### PROBLEM
Gather every line in the material below that contains the word "muzzle", and copy each of those lines out in full.

### PROVIDED MATERIAL
________

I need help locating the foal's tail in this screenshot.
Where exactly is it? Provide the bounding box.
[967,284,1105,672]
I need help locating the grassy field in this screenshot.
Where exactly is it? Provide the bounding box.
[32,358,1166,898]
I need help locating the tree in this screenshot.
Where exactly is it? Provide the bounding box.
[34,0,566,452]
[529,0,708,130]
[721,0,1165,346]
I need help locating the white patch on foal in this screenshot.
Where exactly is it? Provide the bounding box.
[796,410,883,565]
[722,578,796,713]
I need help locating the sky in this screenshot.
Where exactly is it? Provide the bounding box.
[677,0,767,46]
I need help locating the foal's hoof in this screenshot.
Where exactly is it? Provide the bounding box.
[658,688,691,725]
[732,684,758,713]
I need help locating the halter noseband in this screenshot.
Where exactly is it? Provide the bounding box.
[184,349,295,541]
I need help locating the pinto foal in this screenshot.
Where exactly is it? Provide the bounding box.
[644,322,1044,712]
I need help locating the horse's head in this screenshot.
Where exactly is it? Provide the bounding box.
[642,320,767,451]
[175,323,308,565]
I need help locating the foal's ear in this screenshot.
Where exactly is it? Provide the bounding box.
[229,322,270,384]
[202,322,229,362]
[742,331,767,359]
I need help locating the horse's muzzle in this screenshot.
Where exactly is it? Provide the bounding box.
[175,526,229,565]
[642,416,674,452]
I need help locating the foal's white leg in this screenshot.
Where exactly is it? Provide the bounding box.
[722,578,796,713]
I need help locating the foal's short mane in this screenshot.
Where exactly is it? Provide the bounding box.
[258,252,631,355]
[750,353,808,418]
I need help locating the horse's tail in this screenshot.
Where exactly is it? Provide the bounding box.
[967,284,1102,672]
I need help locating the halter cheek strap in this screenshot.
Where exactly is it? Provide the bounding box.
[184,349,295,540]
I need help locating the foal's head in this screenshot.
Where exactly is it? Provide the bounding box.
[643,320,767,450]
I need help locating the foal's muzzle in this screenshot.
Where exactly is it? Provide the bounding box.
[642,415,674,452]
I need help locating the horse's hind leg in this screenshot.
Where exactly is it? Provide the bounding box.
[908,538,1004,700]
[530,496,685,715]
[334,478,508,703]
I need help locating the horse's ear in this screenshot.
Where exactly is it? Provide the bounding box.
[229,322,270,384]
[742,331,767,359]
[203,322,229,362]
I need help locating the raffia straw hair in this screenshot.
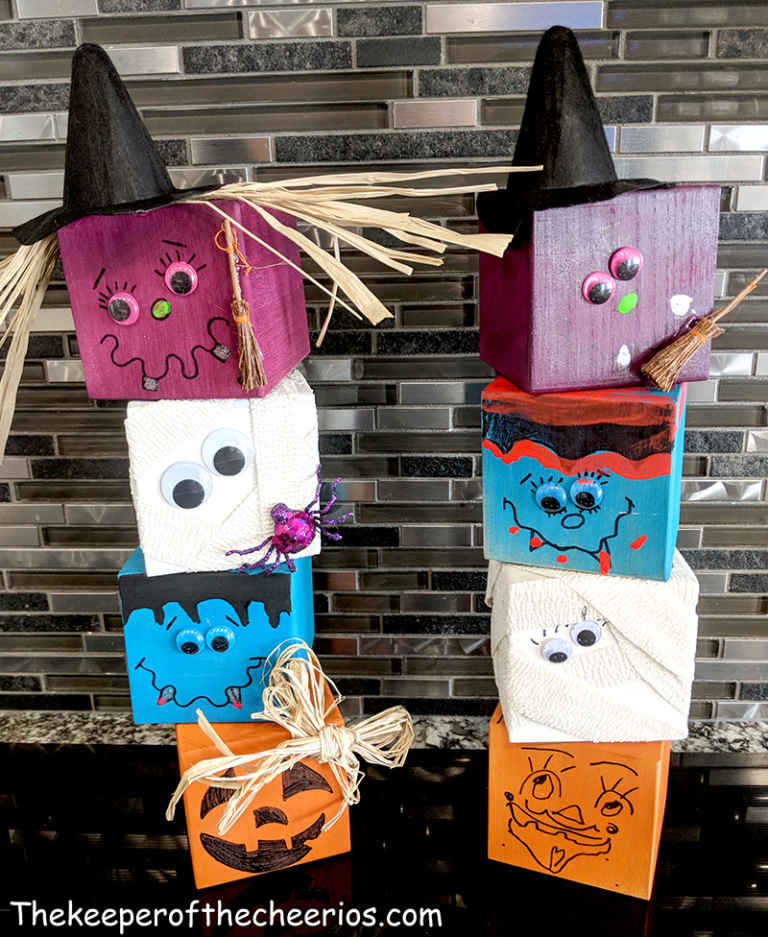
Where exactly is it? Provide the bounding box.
[640,269,768,390]
[165,640,413,834]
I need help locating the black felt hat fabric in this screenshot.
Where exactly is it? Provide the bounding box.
[13,43,218,244]
[477,26,663,234]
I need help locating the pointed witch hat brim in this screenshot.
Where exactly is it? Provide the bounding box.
[13,43,220,244]
[477,26,667,235]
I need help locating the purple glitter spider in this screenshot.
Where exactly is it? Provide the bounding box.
[227,465,352,573]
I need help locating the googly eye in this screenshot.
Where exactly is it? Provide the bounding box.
[107,293,139,325]
[160,462,213,510]
[569,619,603,647]
[176,628,205,654]
[541,637,573,664]
[534,482,568,514]
[608,247,643,280]
[203,428,253,477]
[163,260,197,296]
[205,625,235,654]
[581,270,613,306]
[570,478,603,511]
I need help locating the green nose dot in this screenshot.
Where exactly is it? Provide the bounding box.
[619,293,637,316]
[152,296,170,319]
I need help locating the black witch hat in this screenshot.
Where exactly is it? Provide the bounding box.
[13,43,219,244]
[477,26,664,235]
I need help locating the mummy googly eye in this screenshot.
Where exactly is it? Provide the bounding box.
[570,478,603,511]
[176,628,205,654]
[160,462,213,510]
[581,270,613,306]
[608,247,643,280]
[163,260,198,296]
[570,619,603,647]
[107,292,139,325]
[203,429,253,477]
[205,625,235,654]
[533,482,568,514]
[541,637,573,664]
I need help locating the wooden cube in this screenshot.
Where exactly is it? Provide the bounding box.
[176,712,350,888]
[482,377,686,580]
[480,185,720,393]
[488,706,670,899]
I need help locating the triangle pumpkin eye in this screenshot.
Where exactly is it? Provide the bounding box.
[281,761,333,800]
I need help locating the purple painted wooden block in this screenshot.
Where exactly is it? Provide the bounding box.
[58,200,309,400]
[480,185,720,393]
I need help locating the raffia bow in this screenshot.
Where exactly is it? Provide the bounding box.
[165,641,413,834]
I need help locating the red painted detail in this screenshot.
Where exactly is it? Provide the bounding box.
[483,439,672,479]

________

### FINISHED ANSWER
I need help locating the horse's muzzle in this screenshot.
I need help locating the foal's muzzle in this screenshot.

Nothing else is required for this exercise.